**Opdracht**:
Geef de aangeleverde tekst hieronder, over de uitspraak van de Rechtbank Breda, in zijn geheel en woord voor woord terug.

**Aangeleverde tekst**:
* * * * *

ECLI:NL:RBBRE:2012:BX0194

Rechtbank Breda

Datum uitspraak
4 juli 2012
Publicatiedatum
5 april 2013
Zaaknummer
704647 cv 12-1364
Instantie
Rechtbank Breda
Type
Uitspraak
Rechtsgebied
Civiel recht
Procedures
  • Eerste aanleg - enkelvoudig
Rechters
  • E.J.G. Eijssen-Vruwink
Vindplaatsen
  • Rechtspraak.nl
AI samenvatting door LexboostAutomatisch gegenereerd

Betwisting van betalingsregeling en hoofdelijke aansprakelijkheid in civiele procedure

In deze civiele procedure vorderde eiseres, een besloten vennootschap [X] B.V., betaling van een openstaande factuur van € 5.636,08, vermeerderd met wettelijke rente en buitengerechtelijke kosten, van gedaagden [gedaagde sub 1] en [gedaagde sub 2]. De zaak betreft een betalingsregeling die op 27 oktober 2011 was getroffen, waarbij gedaagde sub 1 zich had verbonden om maandelijks € 10,00 te betalen. Eiseres stelde dat deze regeling niet kon worden nagekomen gezien de hoogte van de vordering, waardoor het jaren zou duren voordat de schuld zou zijn afgelost. Gedaagde sub 1 voerde aan dat de betalingsregeling ten onrechte was beëindigd door eiseres, maar de kantonrechter oordeelde dat eiseres in redelijkheid niet aan de regeling kon worden gehouden, gezien de niet-tijdige betalingen door gedaagde sub 1 en de expliciete voorwaarden van de regeling.

* * * * *

**Uittreksels uit rijen**:
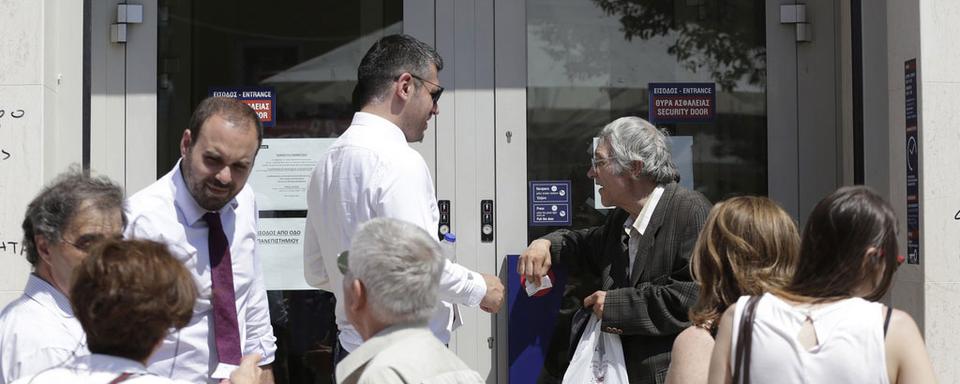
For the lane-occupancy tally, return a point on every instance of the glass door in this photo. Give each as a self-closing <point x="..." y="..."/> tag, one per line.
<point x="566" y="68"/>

* * * * *

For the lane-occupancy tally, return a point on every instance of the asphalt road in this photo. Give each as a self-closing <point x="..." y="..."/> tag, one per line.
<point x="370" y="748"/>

* * * * *

**Antwoord**:
ECLI:NL:RBBRE:2012:BX0194

Rechtbank Breda

Datum uitspraak
4 juli 2012
Publicatiedatum
5 april 2013
Zaaknummer
704647 cv 12-1364
Instantie
Rechtbank Breda
Type
Uitspraak
Rechtsgebied
Civiel recht
Procedures
  • Eerste aanleg - enkelvoudig
Rechters
  • E.J.G. Eijssen-Vruwink
Vindplaatsen
  • Rechtspraak.nl
AI samenvatting door LexboostAutomatisch gegenereerd

Betwisting van betalingsregeling en hoofdelijke aansprakelijkheid in civiele procedure

In deze civiele procedure vorderde eiseres, een besloten vennootschap [X] B.V., betaling van een openstaande factuur van € 5.636,08, vermeerderd met wettelijke rente en buitengerechtelijke kosten, van gedaagden [gedaagde sub 1] en [gedaagde sub 2]. De zaak betreft een betalingsregeling die op 27 oktober 2011 was getroffen, waarbij gedaagde sub 1 zich had verbonden om maandelijks € 10,00 te betalen. Eiseres stelde dat deze regeling niet kon worden nagekomen gezien de hoogte van de vordering, waardoor het jaren zou duren voordat de schuld zou zijn afgelost. Gedaagde sub 1 voerde aan dat de betalingsregeling ten onrechte was beëindigd door eiseres, maar de kantonrechter oordeelde dat eiseres in redelijkheid niet aan de regeling kon worden gehouden, gezien de niet-tijdige betalingen door gedaagde sub 1 en de expliciete voorwaarden van de regeling.